=== What the task asks ===
Find the string "open" in the entries and copy each line that has it.
--- Data records Enclosed Below ---
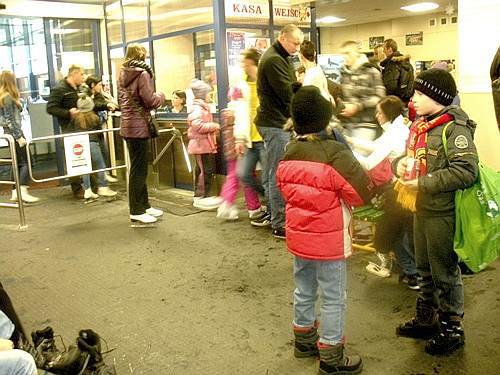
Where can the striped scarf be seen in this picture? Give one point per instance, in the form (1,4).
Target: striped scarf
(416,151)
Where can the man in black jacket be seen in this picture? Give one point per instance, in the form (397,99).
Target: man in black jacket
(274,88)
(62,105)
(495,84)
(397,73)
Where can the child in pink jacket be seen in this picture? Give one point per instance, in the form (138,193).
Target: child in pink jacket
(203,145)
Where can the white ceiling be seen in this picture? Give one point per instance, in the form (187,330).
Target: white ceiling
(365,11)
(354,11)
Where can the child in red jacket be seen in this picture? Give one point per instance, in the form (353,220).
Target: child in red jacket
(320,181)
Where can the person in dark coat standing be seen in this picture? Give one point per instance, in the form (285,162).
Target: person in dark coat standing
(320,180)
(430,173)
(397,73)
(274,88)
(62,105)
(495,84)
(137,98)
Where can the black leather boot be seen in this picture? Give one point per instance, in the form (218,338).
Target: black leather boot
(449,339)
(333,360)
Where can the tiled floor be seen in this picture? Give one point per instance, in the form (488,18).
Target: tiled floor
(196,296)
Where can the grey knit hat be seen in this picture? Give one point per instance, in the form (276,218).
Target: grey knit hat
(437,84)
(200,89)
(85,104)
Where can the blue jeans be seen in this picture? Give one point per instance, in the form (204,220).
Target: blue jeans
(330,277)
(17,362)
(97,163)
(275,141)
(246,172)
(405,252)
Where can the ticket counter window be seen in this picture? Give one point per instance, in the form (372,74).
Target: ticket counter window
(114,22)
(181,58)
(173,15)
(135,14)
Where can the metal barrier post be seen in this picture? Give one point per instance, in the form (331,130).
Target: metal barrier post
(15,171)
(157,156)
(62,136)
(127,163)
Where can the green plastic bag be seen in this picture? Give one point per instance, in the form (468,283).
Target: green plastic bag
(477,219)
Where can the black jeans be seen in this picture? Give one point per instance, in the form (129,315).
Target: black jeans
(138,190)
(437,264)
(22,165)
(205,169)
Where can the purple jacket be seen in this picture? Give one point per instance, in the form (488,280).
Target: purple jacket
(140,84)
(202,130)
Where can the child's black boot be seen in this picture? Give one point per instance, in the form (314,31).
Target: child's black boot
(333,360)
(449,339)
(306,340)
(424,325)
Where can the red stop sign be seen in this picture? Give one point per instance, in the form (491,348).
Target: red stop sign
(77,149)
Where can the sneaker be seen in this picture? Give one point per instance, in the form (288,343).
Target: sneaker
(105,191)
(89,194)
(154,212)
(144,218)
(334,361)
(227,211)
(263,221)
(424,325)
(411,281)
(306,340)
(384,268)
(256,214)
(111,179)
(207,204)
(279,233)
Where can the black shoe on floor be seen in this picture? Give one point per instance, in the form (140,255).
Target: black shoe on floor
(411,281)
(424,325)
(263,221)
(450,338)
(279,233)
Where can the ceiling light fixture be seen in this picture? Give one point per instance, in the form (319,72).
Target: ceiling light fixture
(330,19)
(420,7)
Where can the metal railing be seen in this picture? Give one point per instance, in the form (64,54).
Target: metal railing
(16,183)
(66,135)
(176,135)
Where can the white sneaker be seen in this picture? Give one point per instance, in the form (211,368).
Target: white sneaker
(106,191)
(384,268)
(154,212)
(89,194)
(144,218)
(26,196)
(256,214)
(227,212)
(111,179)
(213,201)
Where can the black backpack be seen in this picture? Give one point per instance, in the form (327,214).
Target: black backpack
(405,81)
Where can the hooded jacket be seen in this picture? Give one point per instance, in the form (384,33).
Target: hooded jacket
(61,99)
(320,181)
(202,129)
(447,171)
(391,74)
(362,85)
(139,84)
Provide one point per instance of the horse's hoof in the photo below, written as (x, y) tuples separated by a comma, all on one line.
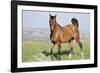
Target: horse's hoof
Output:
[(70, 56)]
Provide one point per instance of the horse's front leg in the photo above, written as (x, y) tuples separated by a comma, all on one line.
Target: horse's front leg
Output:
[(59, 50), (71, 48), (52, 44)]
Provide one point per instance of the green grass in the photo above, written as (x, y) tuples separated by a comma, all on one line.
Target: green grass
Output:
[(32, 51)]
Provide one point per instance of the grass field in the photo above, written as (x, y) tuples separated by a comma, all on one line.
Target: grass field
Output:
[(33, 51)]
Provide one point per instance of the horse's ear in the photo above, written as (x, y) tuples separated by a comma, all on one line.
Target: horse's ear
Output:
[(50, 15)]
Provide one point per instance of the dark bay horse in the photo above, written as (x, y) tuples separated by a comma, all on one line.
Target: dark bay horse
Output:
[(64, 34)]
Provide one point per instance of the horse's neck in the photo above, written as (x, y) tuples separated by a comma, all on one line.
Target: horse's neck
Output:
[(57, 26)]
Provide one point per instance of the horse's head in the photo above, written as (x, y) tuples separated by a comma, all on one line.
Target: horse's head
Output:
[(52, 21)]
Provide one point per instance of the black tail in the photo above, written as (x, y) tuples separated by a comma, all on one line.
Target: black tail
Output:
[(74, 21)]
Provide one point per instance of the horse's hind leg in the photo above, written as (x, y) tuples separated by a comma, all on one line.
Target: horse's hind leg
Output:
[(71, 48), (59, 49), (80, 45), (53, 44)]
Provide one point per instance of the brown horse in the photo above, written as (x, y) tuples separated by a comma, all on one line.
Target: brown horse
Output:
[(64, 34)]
--- End of Enclosed Data records ---
--- Data records Enclosed Below ---
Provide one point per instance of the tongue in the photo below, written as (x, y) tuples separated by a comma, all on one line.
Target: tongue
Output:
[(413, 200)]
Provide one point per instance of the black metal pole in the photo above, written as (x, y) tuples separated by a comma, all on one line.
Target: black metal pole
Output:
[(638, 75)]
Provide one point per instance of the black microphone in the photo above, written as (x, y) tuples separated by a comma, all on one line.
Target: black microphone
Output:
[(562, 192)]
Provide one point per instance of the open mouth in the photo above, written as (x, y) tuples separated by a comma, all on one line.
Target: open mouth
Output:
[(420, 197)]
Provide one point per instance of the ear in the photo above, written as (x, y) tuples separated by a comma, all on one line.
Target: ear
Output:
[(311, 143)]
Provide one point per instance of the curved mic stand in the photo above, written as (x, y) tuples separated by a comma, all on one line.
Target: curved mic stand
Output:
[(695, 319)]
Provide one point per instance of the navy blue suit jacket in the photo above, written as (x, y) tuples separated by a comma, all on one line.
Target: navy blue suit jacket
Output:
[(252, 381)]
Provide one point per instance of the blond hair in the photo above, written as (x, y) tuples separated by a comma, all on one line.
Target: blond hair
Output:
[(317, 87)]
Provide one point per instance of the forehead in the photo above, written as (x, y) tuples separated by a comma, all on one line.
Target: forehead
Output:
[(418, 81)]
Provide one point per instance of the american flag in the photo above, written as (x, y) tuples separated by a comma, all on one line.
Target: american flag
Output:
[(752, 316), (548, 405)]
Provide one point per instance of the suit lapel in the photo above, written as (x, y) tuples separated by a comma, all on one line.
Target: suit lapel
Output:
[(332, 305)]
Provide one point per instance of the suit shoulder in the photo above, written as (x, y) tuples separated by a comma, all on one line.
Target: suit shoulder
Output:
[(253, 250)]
--- End of Enclosed Data records ---
=== Solution to this problem ===
Provide one point per instance of the open mouth in the photo above, written as (x, y) tuples separated by a comma, all on one line.
Target: open mouth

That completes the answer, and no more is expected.